Your tasks:
1. Do the statements below agree with the page on diffusion weighted imaging? Answer yes or no for each and quote the deciding words of the page.
(a) DWI was commonly used for detecting acute stroke.
(b) DWI's invasive nature limits its popularity.
(c) In DWI, the intensity of each voxel reflects an estimate of the rate of water diffusion at that location.
2. Edit the page on diffusion weighted imaging from "Some of the" up to and including "cell lung cancer.", putting "post-treatment" in place of "post therapeutic".
3. List every use of DWI in the numbered list of the page on diffusion weighted imaging.

Page excerpt:
═══

Role of diffusion weighted imaging in head and neck lesions
Diffusion weighted imaging (DWI) was commonly used for detecting acute stroke in patients. Currently its extracranial applications are on the rise. Currently DWI is being used for evaluation of brain tumors, head and neck lesions and several other cancers of the body. Technical advances in MRI imaging have managed to overcome the limitations of DWI. DWI uses software to generate images using diffusion of water molecules to generate contrast in MR images. It maps the diffusion process of molecules, mainly water in biological tissues. Because of its noninvasive nature it is becoming popular. In DWI the intensity of each image element (voxel) reflects the estimate of the rate of water diffusion at that location. Since mobility of water is driven by thermal agitation and is highly dependent on cellular environment, it is very sensitive in estimating early changes after a stroke than traditional T1 / T2 weighted MR image sequences.
Some of the uses of DWI include:
1. Tissue characterization for primary tumors and nodal metastasis
2. Differentiation of suppurative from necrotic metastatic adenopathy
3. In predicting and monitoring treatment response of various tumors of head and neck
4. Differentiating recurrent tumor from post therapeutic changes
5. In staging non-small cell lung cancer.

═══

Records supplied:
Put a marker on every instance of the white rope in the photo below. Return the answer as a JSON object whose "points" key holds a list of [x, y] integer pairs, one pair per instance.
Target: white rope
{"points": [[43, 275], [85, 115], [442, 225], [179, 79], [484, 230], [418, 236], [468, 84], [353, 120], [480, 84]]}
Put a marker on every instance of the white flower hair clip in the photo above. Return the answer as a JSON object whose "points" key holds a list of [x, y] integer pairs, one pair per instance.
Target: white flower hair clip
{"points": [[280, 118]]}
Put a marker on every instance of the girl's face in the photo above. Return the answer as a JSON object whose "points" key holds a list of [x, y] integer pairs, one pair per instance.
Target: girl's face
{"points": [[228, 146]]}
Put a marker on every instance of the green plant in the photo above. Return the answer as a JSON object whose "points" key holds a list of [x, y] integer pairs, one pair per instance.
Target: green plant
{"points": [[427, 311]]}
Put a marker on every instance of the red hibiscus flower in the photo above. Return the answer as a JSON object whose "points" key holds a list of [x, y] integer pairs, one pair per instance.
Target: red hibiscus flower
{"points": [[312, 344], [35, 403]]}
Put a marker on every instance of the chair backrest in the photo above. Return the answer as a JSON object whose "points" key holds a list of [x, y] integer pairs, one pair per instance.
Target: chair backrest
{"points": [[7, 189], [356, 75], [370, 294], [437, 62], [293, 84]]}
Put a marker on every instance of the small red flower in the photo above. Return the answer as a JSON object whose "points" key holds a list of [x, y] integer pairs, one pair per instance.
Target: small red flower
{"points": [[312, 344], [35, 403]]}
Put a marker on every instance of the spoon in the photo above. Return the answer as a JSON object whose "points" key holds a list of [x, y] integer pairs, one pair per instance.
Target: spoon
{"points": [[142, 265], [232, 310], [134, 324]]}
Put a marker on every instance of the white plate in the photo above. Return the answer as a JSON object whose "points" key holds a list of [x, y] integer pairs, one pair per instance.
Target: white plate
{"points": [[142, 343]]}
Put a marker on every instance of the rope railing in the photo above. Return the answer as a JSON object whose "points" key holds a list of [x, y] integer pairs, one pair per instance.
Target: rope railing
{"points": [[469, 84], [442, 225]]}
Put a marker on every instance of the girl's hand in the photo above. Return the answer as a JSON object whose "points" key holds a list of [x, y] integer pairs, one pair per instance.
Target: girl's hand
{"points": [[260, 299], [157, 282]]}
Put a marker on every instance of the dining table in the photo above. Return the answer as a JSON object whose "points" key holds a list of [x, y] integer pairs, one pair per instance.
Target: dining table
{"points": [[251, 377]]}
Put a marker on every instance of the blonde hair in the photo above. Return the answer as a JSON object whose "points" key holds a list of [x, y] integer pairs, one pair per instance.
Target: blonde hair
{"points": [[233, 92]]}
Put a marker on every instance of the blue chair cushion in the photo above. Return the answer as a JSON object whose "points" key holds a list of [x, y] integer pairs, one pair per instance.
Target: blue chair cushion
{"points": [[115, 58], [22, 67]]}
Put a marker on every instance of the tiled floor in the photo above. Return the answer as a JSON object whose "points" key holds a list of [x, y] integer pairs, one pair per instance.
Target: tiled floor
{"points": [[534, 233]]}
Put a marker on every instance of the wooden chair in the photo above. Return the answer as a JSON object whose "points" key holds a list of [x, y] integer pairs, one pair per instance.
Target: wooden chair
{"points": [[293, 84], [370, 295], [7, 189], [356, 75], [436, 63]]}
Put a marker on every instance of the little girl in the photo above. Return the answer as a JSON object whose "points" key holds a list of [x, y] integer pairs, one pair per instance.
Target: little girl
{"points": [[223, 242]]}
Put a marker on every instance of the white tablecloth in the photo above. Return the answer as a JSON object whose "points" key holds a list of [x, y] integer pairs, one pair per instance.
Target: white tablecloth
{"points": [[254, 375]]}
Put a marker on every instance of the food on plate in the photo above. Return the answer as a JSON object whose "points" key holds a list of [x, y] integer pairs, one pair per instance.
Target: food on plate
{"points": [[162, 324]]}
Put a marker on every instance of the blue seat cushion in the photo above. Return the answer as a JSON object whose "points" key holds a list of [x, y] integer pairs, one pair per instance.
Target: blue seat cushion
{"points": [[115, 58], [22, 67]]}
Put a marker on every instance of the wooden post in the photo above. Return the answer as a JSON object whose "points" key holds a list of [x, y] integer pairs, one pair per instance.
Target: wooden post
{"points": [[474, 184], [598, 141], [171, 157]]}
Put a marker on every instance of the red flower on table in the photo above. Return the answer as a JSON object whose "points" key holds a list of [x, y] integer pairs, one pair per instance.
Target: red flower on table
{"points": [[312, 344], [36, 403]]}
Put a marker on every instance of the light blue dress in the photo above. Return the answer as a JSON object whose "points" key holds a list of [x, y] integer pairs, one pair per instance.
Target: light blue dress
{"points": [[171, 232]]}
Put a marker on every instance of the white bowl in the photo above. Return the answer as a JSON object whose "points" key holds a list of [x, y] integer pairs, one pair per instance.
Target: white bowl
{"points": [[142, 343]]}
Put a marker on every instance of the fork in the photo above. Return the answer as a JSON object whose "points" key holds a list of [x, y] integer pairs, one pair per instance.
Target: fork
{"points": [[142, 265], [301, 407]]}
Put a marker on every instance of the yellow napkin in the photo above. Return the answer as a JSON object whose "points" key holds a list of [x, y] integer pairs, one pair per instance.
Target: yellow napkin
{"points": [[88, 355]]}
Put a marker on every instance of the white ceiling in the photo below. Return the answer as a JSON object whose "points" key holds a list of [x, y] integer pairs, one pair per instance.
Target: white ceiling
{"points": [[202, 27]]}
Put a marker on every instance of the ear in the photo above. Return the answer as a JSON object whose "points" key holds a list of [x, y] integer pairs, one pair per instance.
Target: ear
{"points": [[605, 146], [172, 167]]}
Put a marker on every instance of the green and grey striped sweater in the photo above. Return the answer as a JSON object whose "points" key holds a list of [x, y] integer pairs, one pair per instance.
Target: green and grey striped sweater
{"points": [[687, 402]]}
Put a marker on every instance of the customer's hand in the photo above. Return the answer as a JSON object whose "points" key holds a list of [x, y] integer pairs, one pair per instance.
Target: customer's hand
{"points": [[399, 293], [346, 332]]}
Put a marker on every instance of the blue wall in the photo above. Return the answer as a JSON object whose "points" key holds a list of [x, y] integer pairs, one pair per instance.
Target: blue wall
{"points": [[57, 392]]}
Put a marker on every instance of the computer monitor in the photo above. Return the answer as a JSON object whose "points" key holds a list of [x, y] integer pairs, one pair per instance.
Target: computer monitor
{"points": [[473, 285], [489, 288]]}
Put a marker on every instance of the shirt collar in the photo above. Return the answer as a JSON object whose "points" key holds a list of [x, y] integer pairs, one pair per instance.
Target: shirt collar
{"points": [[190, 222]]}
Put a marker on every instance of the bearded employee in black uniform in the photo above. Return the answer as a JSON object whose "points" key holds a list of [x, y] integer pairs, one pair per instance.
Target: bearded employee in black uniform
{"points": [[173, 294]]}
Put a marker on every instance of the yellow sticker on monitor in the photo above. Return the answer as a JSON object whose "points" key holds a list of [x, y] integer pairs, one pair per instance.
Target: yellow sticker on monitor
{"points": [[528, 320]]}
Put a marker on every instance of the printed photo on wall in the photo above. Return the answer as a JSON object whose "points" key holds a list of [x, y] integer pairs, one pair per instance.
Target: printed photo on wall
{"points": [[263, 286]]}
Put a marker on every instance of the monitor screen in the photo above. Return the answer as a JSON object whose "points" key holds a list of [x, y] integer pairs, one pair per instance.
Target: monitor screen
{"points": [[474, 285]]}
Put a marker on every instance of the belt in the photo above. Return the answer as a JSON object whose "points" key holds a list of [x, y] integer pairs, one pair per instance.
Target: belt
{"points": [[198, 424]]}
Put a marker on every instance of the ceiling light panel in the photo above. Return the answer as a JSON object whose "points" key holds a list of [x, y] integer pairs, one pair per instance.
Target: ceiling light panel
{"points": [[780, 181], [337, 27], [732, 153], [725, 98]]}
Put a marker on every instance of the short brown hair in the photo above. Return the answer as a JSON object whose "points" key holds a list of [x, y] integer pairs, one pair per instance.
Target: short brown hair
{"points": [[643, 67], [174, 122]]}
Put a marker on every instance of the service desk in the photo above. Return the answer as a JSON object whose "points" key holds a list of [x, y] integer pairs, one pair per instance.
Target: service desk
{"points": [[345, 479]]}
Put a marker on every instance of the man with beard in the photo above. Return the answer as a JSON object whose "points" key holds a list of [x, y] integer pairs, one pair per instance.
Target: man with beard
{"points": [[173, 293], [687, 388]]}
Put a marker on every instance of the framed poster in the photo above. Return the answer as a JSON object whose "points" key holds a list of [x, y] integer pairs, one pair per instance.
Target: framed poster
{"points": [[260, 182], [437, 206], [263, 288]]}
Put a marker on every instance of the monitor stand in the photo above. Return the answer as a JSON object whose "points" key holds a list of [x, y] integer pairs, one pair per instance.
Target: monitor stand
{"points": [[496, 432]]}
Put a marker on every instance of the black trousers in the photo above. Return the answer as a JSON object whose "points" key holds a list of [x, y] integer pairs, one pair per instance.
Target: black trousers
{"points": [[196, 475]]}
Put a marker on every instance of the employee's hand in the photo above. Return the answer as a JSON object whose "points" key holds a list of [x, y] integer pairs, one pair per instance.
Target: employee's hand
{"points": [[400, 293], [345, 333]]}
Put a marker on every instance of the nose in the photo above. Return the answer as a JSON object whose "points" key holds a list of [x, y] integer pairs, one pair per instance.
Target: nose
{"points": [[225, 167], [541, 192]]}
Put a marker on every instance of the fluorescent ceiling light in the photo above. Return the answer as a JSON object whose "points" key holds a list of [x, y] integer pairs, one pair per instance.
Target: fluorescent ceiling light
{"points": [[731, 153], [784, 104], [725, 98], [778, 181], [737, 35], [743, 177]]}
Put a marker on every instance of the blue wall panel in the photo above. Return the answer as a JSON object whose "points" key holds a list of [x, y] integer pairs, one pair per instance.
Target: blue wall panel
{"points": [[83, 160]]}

═══

Expected outputs:
1.
(a) Yes: "Diffusion weighted imaging (DWI) was commonly used for detecting acute stroke in patients."
(b) No: "Because of its noninvasive nature it is becoming popular."
(c) Yes: "In DWI the intensity of each image element (voxel) reflects the estimate of the rate of water diffusion at that location."

2.
Some of the uses of DWI include:
1. Tissue characterization for primary tumors and nodal metastasis
2. Differentiation of suppurative from necrotic metastatic adenopathy
3. In predicting and monitoring treatment response of various tumors of head and neck
4. Differentiating recurrent tumor from post-treatment changes
5. In staging non-small cell lung cancer.

3.
1. Tissue characterization for primary tumors and nodal metastasis
2. Differentiation of suppurative from necrotic metastatic adenopathy
3. In predicting and monitoring treatment response of various tumors of head and neck
4. Differentiating recurrent tumor from post therapeutic changes
5. In staging non-small cell lung cancer